• [INSTRUCTIONS FOR THE TASK] If a line of the listing contains the string "jacket", return that line.

___

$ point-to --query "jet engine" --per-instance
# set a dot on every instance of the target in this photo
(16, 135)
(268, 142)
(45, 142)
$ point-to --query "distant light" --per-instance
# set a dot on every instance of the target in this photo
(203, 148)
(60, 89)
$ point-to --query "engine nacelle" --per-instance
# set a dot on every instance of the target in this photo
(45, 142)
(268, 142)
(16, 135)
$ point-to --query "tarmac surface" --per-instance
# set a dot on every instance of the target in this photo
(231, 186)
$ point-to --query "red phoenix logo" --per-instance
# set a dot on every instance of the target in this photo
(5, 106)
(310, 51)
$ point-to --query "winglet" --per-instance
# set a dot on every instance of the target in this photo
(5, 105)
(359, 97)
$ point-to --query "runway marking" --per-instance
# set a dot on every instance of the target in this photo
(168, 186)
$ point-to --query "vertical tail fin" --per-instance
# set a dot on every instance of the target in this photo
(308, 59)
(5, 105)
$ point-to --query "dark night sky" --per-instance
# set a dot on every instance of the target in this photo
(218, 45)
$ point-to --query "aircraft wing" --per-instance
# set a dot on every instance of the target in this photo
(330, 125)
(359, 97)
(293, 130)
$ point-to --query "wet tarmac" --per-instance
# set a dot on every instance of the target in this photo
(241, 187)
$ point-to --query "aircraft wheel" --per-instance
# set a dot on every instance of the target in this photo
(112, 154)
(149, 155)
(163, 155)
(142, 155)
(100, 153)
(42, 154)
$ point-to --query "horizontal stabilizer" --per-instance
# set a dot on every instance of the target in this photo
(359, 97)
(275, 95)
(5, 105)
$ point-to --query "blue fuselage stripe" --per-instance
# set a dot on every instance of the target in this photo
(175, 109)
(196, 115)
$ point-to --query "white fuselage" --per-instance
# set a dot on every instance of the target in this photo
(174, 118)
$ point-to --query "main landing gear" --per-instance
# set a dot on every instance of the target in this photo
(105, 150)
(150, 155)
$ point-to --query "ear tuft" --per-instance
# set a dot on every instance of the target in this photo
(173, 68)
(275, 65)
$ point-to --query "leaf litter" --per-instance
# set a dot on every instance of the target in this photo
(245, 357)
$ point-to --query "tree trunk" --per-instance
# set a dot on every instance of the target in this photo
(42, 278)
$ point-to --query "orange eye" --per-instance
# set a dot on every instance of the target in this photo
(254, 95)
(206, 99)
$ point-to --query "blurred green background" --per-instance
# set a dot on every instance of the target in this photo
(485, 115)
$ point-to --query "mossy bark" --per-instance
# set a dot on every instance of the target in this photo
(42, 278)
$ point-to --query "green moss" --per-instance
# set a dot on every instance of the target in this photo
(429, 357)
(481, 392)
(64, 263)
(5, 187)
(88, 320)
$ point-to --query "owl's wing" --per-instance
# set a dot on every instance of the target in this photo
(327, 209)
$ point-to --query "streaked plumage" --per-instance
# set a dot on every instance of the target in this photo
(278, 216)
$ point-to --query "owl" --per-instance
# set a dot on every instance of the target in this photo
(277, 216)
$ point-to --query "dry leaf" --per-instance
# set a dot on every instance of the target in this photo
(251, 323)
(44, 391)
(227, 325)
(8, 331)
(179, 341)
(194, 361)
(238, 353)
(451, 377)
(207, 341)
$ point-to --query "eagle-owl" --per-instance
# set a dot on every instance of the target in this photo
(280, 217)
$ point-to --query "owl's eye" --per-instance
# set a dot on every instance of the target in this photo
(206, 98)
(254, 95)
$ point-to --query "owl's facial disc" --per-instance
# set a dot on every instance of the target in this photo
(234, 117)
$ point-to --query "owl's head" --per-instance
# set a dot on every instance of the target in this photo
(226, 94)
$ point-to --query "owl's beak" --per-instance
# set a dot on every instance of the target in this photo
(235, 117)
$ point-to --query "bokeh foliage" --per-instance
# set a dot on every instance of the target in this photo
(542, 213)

___

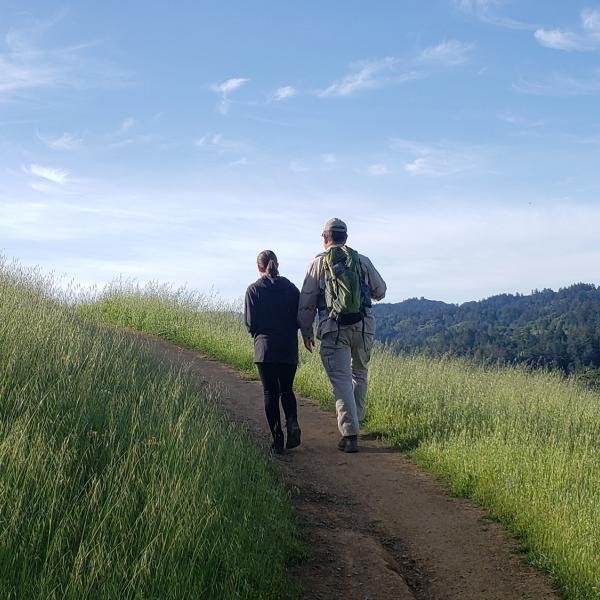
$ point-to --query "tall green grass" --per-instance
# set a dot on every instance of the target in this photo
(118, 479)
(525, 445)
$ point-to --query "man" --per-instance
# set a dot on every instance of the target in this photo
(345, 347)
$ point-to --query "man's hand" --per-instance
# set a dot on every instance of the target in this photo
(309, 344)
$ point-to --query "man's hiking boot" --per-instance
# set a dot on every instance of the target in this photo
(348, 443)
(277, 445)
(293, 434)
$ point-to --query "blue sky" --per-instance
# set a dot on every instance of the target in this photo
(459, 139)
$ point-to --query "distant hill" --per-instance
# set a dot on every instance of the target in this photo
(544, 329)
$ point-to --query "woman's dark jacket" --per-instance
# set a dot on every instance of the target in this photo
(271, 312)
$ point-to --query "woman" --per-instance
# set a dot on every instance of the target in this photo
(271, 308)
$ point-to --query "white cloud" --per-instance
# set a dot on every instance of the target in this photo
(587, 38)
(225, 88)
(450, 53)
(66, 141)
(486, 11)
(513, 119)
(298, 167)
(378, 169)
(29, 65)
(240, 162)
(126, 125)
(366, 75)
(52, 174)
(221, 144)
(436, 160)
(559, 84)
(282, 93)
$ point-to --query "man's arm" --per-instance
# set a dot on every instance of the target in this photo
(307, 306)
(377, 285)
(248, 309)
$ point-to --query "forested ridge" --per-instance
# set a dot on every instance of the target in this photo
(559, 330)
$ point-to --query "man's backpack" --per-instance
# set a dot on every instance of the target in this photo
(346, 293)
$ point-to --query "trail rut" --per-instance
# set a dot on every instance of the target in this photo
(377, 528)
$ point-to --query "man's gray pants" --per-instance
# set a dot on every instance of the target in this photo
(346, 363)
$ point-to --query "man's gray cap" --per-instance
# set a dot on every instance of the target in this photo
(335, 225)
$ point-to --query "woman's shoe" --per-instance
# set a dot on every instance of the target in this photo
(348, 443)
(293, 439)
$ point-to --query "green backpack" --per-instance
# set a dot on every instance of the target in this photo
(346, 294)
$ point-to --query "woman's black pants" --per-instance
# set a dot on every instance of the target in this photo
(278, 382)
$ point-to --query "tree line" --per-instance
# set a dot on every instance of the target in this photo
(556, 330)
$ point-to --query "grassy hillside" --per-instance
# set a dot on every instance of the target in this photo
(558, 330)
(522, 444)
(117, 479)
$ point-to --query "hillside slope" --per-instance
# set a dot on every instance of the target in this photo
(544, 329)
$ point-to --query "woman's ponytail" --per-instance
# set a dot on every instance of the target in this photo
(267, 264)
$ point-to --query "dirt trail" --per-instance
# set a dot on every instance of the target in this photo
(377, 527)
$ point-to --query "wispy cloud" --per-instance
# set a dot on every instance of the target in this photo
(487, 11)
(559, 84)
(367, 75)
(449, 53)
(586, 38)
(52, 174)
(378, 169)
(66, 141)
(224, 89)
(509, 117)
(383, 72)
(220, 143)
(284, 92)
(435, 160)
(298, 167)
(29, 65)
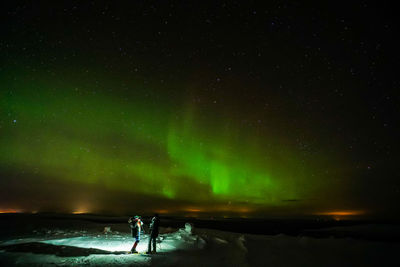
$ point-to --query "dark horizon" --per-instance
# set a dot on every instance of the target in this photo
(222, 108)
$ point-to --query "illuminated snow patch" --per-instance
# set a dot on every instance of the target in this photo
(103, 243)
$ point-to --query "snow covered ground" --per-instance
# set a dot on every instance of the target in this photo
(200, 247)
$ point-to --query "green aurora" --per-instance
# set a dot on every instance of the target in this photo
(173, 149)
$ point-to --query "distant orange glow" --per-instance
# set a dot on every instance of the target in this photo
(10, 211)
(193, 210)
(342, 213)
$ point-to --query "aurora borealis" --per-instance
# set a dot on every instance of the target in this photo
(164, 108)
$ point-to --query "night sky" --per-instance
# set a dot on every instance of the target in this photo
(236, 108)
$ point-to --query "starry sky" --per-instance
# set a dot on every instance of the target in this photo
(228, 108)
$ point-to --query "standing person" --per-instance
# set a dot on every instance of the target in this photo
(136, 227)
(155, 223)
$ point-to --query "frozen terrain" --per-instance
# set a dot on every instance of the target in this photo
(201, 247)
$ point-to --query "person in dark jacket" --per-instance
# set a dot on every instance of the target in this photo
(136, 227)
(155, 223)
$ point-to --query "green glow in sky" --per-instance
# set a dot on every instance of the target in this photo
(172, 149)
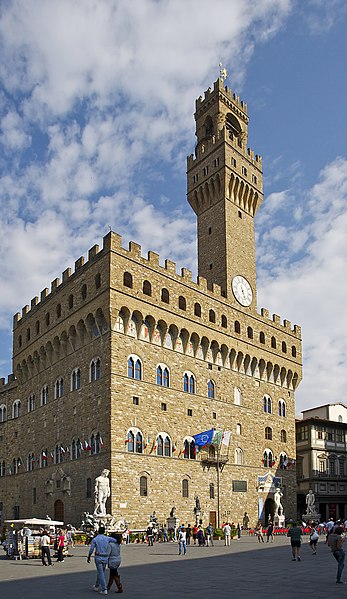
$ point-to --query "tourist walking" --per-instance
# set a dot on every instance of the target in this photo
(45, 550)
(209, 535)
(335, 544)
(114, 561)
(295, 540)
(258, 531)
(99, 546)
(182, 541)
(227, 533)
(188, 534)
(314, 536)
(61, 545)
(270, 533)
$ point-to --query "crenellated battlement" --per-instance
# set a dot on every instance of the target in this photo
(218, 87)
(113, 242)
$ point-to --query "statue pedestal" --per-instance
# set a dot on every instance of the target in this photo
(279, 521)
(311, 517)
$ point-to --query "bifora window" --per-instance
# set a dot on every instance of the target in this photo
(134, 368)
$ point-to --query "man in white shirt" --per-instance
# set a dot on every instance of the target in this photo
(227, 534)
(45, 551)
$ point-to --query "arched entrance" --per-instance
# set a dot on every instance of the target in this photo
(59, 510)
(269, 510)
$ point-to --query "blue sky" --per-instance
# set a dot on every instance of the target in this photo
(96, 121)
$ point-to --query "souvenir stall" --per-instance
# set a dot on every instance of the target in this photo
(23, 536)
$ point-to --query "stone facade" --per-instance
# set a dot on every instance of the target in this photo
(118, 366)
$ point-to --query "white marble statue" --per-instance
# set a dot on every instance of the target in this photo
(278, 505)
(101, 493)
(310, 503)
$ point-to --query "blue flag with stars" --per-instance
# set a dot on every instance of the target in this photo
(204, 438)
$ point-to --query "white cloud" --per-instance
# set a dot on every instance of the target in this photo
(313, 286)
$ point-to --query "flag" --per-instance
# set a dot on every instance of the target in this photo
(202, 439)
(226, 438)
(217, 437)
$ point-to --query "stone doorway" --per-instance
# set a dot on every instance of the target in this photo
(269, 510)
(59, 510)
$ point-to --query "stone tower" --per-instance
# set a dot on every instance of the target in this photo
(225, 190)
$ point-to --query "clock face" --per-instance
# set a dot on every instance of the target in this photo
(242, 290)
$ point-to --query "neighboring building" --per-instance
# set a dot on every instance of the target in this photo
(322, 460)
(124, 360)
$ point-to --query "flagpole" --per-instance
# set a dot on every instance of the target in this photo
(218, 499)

___

• [EXPECTED OUTPUT]
$ point-to --query "woman's dark jacket" --per-instance
$ point-to --query "person in dark jacket" --per-instance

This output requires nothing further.